Word for word, restate each entry that appears below.

[[ Supplied records, beginning ]]

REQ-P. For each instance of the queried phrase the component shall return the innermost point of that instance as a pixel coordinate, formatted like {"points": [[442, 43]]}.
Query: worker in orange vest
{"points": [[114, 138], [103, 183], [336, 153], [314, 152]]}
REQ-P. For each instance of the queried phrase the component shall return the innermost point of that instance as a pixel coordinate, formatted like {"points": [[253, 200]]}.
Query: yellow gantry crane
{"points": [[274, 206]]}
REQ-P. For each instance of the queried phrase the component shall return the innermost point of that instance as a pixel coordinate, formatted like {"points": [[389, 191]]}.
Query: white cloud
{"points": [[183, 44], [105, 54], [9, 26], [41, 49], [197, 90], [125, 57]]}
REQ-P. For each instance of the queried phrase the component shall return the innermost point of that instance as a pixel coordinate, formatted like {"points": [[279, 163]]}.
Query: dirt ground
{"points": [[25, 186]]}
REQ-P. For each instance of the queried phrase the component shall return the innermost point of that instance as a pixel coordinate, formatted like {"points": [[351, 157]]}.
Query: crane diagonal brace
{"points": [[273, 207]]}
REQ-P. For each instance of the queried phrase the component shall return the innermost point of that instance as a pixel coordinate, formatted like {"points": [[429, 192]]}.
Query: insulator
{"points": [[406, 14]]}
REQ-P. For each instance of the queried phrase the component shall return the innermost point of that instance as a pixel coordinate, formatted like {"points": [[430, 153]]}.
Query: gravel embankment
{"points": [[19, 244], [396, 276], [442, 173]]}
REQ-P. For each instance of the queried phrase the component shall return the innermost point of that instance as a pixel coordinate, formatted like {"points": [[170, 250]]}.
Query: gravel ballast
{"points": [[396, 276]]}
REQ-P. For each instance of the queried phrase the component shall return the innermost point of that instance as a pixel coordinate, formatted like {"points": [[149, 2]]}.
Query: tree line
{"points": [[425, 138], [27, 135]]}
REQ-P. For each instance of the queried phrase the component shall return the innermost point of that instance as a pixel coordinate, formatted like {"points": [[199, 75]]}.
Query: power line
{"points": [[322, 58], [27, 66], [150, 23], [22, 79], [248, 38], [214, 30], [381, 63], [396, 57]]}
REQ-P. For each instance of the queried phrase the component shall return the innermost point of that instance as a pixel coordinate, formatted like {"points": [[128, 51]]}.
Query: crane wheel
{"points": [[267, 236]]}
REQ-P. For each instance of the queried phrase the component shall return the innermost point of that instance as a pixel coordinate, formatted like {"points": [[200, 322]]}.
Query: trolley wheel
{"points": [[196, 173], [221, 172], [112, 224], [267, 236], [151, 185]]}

[[ Supplied records, end ]]

Completed task
REQ-P. For each instance of the queried phrase the component shall return the innermost point of that instance as a pixel coordinate, formatted like {"points": [[442, 43]]}.
Query: worker in orange vest
{"points": [[114, 138], [103, 183], [336, 153], [314, 152]]}
REQ-P. For each instance of the queried phrase the component shall return the innermost point of that instance as a pixel coordinate, formatted like {"points": [[253, 200]]}.
Query: yellow gantry crane
{"points": [[274, 206]]}
REQ-P. For each instance of the queried phrase the component shall return the innermost point of that instance as a pixel coordinate, formatted like {"points": [[389, 191]]}.
Query: white cloud
{"points": [[183, 44], [105, 54], [9, 26], [41, 49], [197, 90], [125, 57]]}
REQ-P. For each instance of the queried phrase the component shall return the innermost point of that instance as a pixel coordinate, formatted like {"points": [[279, 163]]}.
Query: dirt ground
{"points": [[25, 186]]}
REQ-P. For each instance of the queried phrase the component shall return the innermost point of that instance as a pixel coordinate, formatted like {"points": [[351, 157]]}.
Query: crane diagonal brace
{"points": [[273, 207]]}
REQ-P. For each instance of the queried phrase the component shall return the innermost point of that instance as a pixel coordinate, formatted like {"points": [[429, 192]]}.
Query: insulator
{"points": [[406, 14]]}
REQ-P. For each instance of the queried phrase the component shall return the innermost point of that instance as a pixel coordinate, formatted like {"points": [[430, 153]]}.
Query: gravel embankment
{"points": [[19, 244], [396, 276], [442, 173]]}
REQ-P. For each instance of the queried phrase the component shall return the innermost point of that instance as a pixel coordinate, formatted like {"points": [[170, 250]]}.
Query: gravel ballast
{"points": [[396, 276]]}
REQ-P. For each instance of the queried phrase the component shall return the innermost point of that instance as a pixel coordinate, formatted like {"points": [[149, 2]]}.
Query: tree line
{"points": [[425, 138], [27, 135]]}
REQ-P. For each instance of the queried phrase the component shall return the innermost point of that instance as a pixel coordinate, formatted like {"points": [[199, 75]]}.
Query: power line
{"points": [[322, 58], [27, 66], [150, 23], [22, 79], [248, 38], [214, 30], [381, 63], [396, 57]]}
REQ-P. For each instance of the queried phrase the component shall return the innermost point of that instance as a pixel coordinate, formatted like {"points": [[128, 51]]}.
Query: crane wheel
{"points": [[267, 236]]}
REQ-P. For each instance of the queried phrase the component shall return the innermost point of that instance as a pixel coordinate, formatted like {"points": [[200, 322]]}.
Query: trolley wheel
{"points": [[196, 173], [221, 172], [112, 224], [267, 236], [151, 185]]}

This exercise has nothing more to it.